- O QUE FAZER -
Continue o trecho sobre o caruru e a festa de Cosme e Damião a partir da última frase apresentada.
-------- TRECHO PARA LEITURA
Durante o período de setembro, a casa oferece o Caruru de Cosme que, além do preparo com o quiabo – que é uma oferenda a Xangô – vem com outros pratos em homenagem a diversos orixás, como é o caso do vatapá (para Oxum), acarajé (para Iansã) e acaçá ou milho branco (para Oxalá).

Caruru: prato preparado com quiabo e dendê muito tradicional no Nordeste, principalmente na Bahia / Zé do Carmo/ divulgação

Comida de Santo

Nas religiões afro-brasileiras, existem várias oferendas destinadas aos orixás que estão incluídas dentro da chamada Comida de Santo. Segundo o livro “Culinária Brasileira, Muito Prazer”, de Roberta Malta Saldanha, “ao prepará-las, deve-se respeitar alguns preceitos: o mel é proibido a Oxóssi, o carneiro não pode sequer entrar e uma casa consagrada a Iansã, o azeite de dendê nunca deve ser oferecido a Oxalá.”

Muitos desses pratos, no entanto, deixaram o terreiro e acabaram sendo incorporados a culinária brasileira. Como é o caso do caruru.

Viva Cosme e Damião!

Segundo a tradição, Cosme e Damião eram médicos e viveram no século 3. Ambos teriam sido martirizados na Síria durante as perseguições do imperador Diocleciano. Depois de mortos, viraram os protetores dos médicos e das crianças que sofrem violência.

No Brasil, pelo sincretismo religioso, os santos católicos acabaram sendo assemelhados a Ibeji, orixá dos iorubás que também protege as crianças e cuida para que o tempo não amargue suas vidas.

A festa de São Cosme e Damião é comemorada no dia 27 de setembro. Em alguns lugares do Brasil, são distribuídos doces em saquinhos de papel para a criançada. Já em outras regiões, o caruru é servido para quem quiser chegar.

“Os adultos cantam músicas dos rituais dos santos, enquanto as portas são abertas para que as pessoas entrem, em fila, para receber seu prato, e assim todos confraternizam. Para essa festa não precisa de convite: quem quiser pode vir buscar o seu prato e participar”, afirmam Tereza Paim e Sonia Robatto, no livro “Na Mesa Baiana – Receitas, histórias, temperos e espírito tipicamente baianos”.
----------------
-------- DADOS EM ANÁLISE
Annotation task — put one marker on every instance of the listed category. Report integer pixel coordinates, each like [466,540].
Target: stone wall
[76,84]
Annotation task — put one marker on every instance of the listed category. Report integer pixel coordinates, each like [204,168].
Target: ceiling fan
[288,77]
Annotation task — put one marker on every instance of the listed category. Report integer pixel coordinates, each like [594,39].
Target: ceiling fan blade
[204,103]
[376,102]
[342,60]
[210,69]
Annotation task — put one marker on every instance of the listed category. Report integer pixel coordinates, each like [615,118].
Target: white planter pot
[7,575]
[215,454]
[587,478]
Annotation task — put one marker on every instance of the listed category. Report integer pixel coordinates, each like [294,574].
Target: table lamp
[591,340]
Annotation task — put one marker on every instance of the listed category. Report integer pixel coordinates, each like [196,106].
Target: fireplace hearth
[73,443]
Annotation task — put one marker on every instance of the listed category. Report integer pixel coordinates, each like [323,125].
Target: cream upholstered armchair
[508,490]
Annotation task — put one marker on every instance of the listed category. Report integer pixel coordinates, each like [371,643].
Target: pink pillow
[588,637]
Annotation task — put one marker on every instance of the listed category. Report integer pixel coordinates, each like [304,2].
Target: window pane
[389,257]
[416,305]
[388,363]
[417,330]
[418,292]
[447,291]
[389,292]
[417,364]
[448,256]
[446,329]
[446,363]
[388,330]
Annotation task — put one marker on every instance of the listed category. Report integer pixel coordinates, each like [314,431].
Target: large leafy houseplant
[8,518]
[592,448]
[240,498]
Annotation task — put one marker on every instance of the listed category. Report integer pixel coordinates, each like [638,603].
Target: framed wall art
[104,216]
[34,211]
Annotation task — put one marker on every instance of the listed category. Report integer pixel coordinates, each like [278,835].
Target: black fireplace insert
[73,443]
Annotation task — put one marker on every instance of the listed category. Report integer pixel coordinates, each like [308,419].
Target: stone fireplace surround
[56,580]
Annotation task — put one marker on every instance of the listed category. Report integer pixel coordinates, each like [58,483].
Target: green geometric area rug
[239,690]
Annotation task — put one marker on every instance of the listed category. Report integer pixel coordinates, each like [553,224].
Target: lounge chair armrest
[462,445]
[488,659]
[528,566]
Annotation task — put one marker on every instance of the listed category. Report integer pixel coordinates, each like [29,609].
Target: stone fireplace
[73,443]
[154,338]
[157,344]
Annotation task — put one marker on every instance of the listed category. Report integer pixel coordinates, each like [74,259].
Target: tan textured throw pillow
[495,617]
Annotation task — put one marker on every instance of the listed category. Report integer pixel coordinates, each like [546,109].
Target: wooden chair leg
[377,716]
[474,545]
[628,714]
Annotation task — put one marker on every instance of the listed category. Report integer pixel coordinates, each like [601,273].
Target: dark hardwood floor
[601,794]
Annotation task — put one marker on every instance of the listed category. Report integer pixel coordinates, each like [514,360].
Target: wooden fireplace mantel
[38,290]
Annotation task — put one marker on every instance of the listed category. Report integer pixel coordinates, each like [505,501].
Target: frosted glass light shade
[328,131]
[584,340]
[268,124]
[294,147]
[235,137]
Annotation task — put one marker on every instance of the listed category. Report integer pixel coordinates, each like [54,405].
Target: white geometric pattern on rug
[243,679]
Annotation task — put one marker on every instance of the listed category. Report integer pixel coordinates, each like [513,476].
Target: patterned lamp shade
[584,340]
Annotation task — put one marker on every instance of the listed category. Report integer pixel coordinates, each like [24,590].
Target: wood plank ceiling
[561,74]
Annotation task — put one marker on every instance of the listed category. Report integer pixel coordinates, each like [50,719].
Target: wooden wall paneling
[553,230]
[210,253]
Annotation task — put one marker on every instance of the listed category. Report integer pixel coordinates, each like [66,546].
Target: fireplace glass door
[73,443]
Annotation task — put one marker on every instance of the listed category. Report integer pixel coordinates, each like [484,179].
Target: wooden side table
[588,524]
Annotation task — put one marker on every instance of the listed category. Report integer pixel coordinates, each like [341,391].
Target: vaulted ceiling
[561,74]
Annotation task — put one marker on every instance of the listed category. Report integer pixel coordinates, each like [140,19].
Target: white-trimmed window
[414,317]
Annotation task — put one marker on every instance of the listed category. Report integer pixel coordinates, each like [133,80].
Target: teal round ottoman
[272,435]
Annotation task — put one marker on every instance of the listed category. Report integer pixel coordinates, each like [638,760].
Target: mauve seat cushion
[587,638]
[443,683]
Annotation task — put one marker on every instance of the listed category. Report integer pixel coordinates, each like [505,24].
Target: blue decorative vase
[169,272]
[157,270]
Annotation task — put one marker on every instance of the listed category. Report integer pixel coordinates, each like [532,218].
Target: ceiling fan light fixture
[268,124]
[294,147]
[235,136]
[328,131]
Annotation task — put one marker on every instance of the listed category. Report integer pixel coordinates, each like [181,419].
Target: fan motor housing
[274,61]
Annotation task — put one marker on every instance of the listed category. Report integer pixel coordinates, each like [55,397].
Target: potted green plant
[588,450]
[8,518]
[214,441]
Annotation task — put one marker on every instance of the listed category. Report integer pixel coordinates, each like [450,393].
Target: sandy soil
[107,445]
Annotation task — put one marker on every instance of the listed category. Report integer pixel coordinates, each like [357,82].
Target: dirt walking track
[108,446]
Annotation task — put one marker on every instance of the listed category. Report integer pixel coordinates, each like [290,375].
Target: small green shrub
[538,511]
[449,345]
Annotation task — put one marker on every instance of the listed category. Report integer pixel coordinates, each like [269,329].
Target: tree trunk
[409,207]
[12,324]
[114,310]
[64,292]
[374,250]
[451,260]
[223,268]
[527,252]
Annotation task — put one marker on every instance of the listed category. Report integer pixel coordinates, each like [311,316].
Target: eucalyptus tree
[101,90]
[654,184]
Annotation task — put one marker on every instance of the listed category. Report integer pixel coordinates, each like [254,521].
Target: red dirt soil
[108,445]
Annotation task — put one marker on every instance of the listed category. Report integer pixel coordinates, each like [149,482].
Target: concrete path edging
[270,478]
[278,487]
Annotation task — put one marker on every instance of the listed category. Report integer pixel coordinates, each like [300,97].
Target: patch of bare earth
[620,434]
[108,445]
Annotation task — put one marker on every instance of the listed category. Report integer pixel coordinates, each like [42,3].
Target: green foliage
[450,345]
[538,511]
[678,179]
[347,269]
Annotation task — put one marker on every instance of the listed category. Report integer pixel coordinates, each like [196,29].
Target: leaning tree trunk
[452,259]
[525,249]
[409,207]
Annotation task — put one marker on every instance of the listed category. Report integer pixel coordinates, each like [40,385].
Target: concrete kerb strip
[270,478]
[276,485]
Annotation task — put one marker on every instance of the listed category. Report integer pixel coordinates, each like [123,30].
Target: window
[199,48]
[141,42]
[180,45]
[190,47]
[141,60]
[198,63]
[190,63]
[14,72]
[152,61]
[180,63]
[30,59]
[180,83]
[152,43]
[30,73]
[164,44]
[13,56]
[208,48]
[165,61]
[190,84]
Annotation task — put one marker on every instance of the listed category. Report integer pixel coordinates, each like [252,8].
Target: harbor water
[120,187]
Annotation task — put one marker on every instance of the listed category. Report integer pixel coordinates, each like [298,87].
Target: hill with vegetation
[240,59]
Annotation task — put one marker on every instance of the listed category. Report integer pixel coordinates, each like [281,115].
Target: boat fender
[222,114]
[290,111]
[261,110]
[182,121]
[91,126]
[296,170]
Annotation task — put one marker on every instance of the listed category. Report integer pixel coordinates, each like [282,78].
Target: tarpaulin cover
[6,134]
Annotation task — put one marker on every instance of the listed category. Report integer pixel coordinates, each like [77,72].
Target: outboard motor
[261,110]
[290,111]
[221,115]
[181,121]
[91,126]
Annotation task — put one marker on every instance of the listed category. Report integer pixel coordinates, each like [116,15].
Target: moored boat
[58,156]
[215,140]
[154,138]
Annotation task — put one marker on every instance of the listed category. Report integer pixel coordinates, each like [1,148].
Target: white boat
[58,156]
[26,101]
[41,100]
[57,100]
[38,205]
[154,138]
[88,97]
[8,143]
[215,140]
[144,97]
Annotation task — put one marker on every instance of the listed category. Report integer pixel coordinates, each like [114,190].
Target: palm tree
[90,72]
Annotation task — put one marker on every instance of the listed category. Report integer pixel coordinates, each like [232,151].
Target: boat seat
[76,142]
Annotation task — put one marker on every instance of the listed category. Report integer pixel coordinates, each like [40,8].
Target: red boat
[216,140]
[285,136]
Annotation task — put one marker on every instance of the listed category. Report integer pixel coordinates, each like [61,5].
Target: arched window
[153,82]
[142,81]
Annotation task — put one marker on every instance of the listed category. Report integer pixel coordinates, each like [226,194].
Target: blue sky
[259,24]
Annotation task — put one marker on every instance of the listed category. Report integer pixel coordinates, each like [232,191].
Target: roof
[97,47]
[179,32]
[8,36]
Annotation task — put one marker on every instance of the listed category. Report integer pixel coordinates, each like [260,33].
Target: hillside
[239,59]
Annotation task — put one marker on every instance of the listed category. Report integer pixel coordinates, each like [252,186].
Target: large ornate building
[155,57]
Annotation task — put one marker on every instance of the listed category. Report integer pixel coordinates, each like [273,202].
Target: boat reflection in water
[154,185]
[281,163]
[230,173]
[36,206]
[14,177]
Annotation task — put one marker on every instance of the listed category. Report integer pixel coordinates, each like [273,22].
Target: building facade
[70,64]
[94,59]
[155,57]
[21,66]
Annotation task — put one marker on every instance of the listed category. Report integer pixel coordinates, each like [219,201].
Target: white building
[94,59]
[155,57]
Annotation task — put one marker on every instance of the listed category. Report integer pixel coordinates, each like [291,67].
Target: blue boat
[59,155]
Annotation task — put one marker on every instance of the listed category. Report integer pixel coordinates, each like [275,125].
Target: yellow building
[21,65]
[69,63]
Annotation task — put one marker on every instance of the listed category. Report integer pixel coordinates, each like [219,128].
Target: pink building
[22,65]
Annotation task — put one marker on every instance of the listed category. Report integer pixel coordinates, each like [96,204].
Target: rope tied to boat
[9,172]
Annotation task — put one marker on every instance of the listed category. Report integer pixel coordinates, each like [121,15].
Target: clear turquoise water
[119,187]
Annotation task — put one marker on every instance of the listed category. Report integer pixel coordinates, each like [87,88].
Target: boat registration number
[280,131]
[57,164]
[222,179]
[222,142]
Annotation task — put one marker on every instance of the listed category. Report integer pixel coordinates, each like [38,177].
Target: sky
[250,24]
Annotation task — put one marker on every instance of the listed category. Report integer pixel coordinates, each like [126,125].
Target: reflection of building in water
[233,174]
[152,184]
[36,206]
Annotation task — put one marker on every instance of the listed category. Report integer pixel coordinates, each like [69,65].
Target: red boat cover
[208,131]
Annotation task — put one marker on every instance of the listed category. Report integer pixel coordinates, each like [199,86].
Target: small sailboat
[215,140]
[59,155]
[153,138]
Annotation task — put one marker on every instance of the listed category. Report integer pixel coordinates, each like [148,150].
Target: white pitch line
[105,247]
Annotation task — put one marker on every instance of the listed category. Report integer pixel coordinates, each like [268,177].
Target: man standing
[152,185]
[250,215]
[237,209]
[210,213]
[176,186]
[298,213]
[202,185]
----------------
- ESPAÇO DA RESPOSTA -
Ieda Matos, do restaurante Casa de Ieda, em São Paulo: Caruru de Cosme completo, com direito a outros pratos além do preparado com quiabo / Zé Carmo/ divulgação

Receita de Caruru por Ieda Matos, do restaurante Casa de Ieda, São Paulo

Ingredientes

  • 30 quiabos
  • 2 cebolas médias
  • 80 g de camarão seco defumado
  • 3 colheres (sopa) de azeite de dendê
  • meio copo americano de água
  • Sal a gosto

Modo de preparo

Corte os quiabos na longitudinal em cruz, formando quatro partes. Corte em pedaços bem pequenos. Bata no liquidificador as cebolas e os camarões. Reserve. Em uma panela, aqueça 3 colheres (sopa) de azeite de dendê e refogue a cebola batida com camarão. Adicione o quiabo e refogue. Junte a água e deixe cozinhar, mexendo sempre. Cerca de 5 minutos depois da primeira fervura, abaixe o fogo e mexa, para evitar que pegue o fundo da panela. Mantenha em fogo baixo por aproximadamente 25 minutos. Como o camarão afeta o tempero, experimente e verifique se precisa ser adicionado mais sal. Finalize com um fio de azeite de dendê.

Dica de Ieda: Use quiabos novos, por serem mais moles e sem fibras, além de mais saborosos. Se tiver dúvidas ao comprar a granel, lembre de quebrar a pontinha. Se não separar e ficar uma fibra, é porque já está muito maduro.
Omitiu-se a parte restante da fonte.